SHORT EXERCISE: Take the material below and retype it in full; pictures are left out.
**** PROVIDED RECORDS
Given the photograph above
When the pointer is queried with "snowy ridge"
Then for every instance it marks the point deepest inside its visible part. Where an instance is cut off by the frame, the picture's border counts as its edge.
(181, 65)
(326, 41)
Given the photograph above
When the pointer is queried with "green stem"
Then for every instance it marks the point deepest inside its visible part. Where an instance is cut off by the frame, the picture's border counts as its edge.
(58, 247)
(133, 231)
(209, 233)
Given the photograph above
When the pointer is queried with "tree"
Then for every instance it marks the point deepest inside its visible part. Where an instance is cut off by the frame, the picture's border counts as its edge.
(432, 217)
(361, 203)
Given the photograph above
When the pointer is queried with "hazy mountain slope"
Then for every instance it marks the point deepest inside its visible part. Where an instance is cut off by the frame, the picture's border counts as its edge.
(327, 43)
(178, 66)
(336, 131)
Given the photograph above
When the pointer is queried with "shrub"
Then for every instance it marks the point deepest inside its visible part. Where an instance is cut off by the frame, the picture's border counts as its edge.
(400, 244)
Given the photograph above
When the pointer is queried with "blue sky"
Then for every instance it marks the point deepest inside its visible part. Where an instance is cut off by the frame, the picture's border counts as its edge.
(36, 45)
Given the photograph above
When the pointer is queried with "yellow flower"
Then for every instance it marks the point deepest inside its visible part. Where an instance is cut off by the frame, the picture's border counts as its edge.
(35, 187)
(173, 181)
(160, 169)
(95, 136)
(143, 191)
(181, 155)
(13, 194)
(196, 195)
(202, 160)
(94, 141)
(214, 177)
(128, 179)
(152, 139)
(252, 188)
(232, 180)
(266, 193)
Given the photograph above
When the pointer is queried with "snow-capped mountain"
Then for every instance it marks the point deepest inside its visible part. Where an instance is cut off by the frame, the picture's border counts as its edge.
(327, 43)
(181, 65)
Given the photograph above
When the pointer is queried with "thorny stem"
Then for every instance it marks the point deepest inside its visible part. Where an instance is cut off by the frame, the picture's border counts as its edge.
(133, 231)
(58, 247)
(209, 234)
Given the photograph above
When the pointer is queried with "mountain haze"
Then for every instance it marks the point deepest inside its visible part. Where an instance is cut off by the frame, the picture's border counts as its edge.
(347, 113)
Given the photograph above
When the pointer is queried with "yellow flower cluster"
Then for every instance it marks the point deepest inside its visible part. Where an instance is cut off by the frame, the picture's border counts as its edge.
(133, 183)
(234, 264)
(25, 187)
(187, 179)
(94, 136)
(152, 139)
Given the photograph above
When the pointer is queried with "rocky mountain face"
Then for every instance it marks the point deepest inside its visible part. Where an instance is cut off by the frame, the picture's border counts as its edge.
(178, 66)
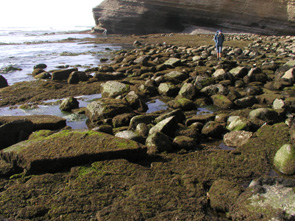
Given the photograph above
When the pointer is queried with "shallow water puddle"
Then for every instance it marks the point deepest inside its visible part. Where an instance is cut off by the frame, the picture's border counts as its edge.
(74, 120)
(156, 105)
(225, 147)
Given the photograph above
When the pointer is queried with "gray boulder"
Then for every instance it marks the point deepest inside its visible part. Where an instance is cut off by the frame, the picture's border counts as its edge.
(167, 126)
(3, 82)
(237, 138)
(284, 160)
(158, 142)
(146, 119)
(236, 123)
(106, 108)
(60, 75)
(239, 72)
(168, 89)
(130, 135)
(68, 104)
(77, 76)
(184, 142)
(114, 88)
(266, 114)
(213, 129)
(176, 75)
(188, 91)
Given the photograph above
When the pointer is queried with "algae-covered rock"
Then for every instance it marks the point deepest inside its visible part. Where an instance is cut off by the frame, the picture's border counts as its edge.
(188, 90)
(130, 135)
(114, 88)
(184, 142)
(167, 126)
(168, 89)
(267, 114)
(182, 103)
(106, 108)
(3, 82)
(62, 74)
(266, 199)
(70, 148)
(213, 129)
(284, 159)
(237, 138)
(235, 123)
(68, 104)
(222, 101)
(158, 142)
(223, 194)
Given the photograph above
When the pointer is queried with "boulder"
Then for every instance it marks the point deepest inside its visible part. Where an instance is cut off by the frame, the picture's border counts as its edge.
(114, 88)
(43, 75)
(3, 82)
(236, 123)
(214, 89)
(213, 129)
(239, 72)
(182, 103)
(77, 76)
(37, 71)
(284, 160)
(289, 75)
(158, 142)
(267, 114)
(146, 119)
(222, 101)
(202, 118)
(64, 74)
(179, 116)
(222, 194)
(136, 102)
(122, 120)
(176, 76)
(188, 91)
(130, 135)
(66, 149)
(173, 62)
(142, 129)
(14, 129)
(278, 104)
(184, 142)
(106, 108)
(270, 198)
(168, 89)
(68, 104)
(237, 138)
(41, 66)
(244, 102)
(167, 126)
(105, 128)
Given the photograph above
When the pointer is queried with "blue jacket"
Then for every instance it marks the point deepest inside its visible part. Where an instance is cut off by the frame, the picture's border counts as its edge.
(219, 39)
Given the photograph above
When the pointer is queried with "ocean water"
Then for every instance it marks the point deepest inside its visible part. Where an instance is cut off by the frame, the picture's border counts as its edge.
(23, 48)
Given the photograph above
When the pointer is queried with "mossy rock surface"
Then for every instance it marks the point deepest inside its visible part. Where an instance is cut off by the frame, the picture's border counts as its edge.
(68, 148)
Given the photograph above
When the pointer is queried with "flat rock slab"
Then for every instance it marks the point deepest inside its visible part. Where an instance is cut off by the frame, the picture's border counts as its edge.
(65, 149)
(40, 122)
********
TASK OUTPUT:
Given the photograph above
When the pointer is queried with "snowy ridge"
Then for every instance it marks the point deepest inside its visible part. Where an instance is cut off by the frame, the picture's border counts as its edge.
(181, 65)
(326, 41)
Given the photograph above
When the pointer is queried with "green stem"
Then for every instance it marks the point deepest inside its visible part. Where an instance is cut off by the frame, the picture's border counts as its edge.
(58, 247)
(133, 231)
(209, 233)
Given the photograph above
When the pointer is queried with "tree"
Then for every instance it marks the point deepest inside its visible part. Where an instance is cut off by the frame, the picture's border counts as its edge.
(432, 217)
(361, 203)
Given the photograph above
When the pointer is queried with "hazy mountain slope"
Then for every instance it marks the point deepest inside its visible part. Where an instance is cut off by the frame, the picture's border counts as its edge.
(327, 43)
(178, 66)
(336, 131)
Given the photograph above
When the pointer is queried with "shrub"
Then for every instance it marks the point deepest inside its visible part. Where an instance is cut off by the frame, the picture's border counts as its edge.
(400, 244)
Given the photograph above
When the pointer is queried with "blue sky"
Then for every instance it marks the point deepest inside its visible part. Where an instance is cut off by the frame, the picture's border counts as its edge.
(36, 45)
Given the photograph above
When the pointer is queried with "yellow flower"
Then for every instance it marks the point deepest inside its visible part. Where an instance is cut off by the frame, the picture's border counts as its edge.
(35, 187)
(173, 181)
(160, 169)
(95, 136)
(143, 191)
(181, 155)
(13, 194)
(196, 195)
(202, 160)
(94, 141)
(214, 177)
(128, 179)
(152, 139)
(252, 188)
(232, 180)
(266, 193)
Given the photograph above
When the pointer is queried with "snow-capped mountain"
Then for every instance it marks the point deepest inside its visible part. Where an instance is cut off by the frame, the picture's border counts as its edge.
(327, 43)
(181, 65)
Given the photograph above
When the pointer is queried with "thorny stem"
Then for every instance it marks the point deepest inside its visible part. Where an instance is cut off by the frame, the picture's border counts as its edge.
(133, 231)
(58, 247)
(209, 234)
Given the photograph above
When the pointer is queried with "mountain haze"
Then for every instance it marks the point deepest inside its visible part. Where an instance is cut off by the frame, the picture's border counts as its edge.
(347, 113)
Given the photograph above
When the pointer is queried with "yellow flower cluster"
Then for every instance it marks the point deepest inside its visible part. Where an instance is cut off by the frame, the picture's border counts as its edge.
(133, 183)
(234, 264)
(25, 187)
(187, 179)
(94, 136)
(152, 139)
Given the photograph above
When the pointer is queried with "rocky mountain face"
Then for every instance it marks the point deepest inside its visible part. Where an instance is cut off by the frame, the picture's border counts as its edge.
(178, 66)
Given the photograph above
When the pointer is queried with "shallow water puddle"
Then for every instance it marks the point deepest inside its visible part. Where an instance is cut off by the frame, the picture's border counts as its edge.
(74, 120)
(156, 105)
(225, 147)
Given the photograph above
When the pointer is queried with "gray boulder"
Then for every instance it marks the point deepest inside its visible part. Where an instance is cut off by the frame, the picture's border counts as its edge.
(167, 126)
(3, 82)
(237, 138)
(284, 160)
(158, 142)
(146, 119)
(236, 123)
(106, 108)
(60, 75)
(239, 72)
(168, 89)
(130, 135)
(68, 104)
(77, 76)
(184, 142)
(114, 88)
(266, 114)
(213, 129)
(176, 75)
(188, 91)
Given the photograph above
When the pointer is queried with "algae-covered rock"
Then for every instance it marks the point deepest inside its visible part. Where an instance is cut off by the frame, the picture's border counts as its edge.
(188, 90)
(130, 135)
(114, 88)
(184, 142)
(167, 126)
(168, 89)
(267, 114)
(182, 103)
(106, 108)
(3, 82)
(62, 74)
(266, 199)
(70, 148)
(213, 129)
(284, 159)
(237, 138)
(235, 123)
(68, 104)
(222, 101)
(158, 142)
(223, 194)
Given the photograph above
When the pointer is queried with "boulder"
Then for every instance it marks the point deepest inside its visible part. Where an instance is cut off by the frame, the picture's border counts as its edge.
(114, 88)
(43, 75)
(3, 82)
(236, 123)
(214, 89)
(213, 129)
(239, 72)
(182, 103)
(77, 76)
(37, 71)
(284, 160)
(289, 75)
(158, 142)
(267, 114)
(146, 119)
(222, 101)
(202, 118)
(64, 74)
(179, 116)
(222, 194)
(136, 102)
(122, 120)
(176, 76)
(188, 91)
(130, 135)
(66, 149)
(173, 62)
(142, 129)
(14, 129)
(278, 104)
(184, 142)
(106, 108)
(270, 198)
(168, 89)
(68, 104)
(237, 138)
(41, 66)
(244, 102)
(167, 126)
(105, 128)
Given the photograph above
When the pointer is queried with "blue jacket"
Then for every instance it marks the point deepest inside its visible part. Where an instance is cut off by the frame, the picture's border counts as its edge.
(219, 39)
Given the photograph above
When the pointer is queried with "ocean water"
Then for every instance it marks the point deepest inside its visible part. Where an instance is cut off by the frame, the picture's border counts as its edge.
(23, 48)
Given the photograph above
When the pointer is queried with "mossy rock surface"
Then for every instance it marks the point deepest inside its visible part. Where an instance is cut off by the frame, the picture's border counts as its edge.
(68, 148)
Given the photograph above
When the pointer is queried with "flat rock slab"
Then for every instance it marks the point deepest inside its visible part. Where an instance is cut off by the frame, the picture's border counts as its edge.
(65, 149)
(40, 122)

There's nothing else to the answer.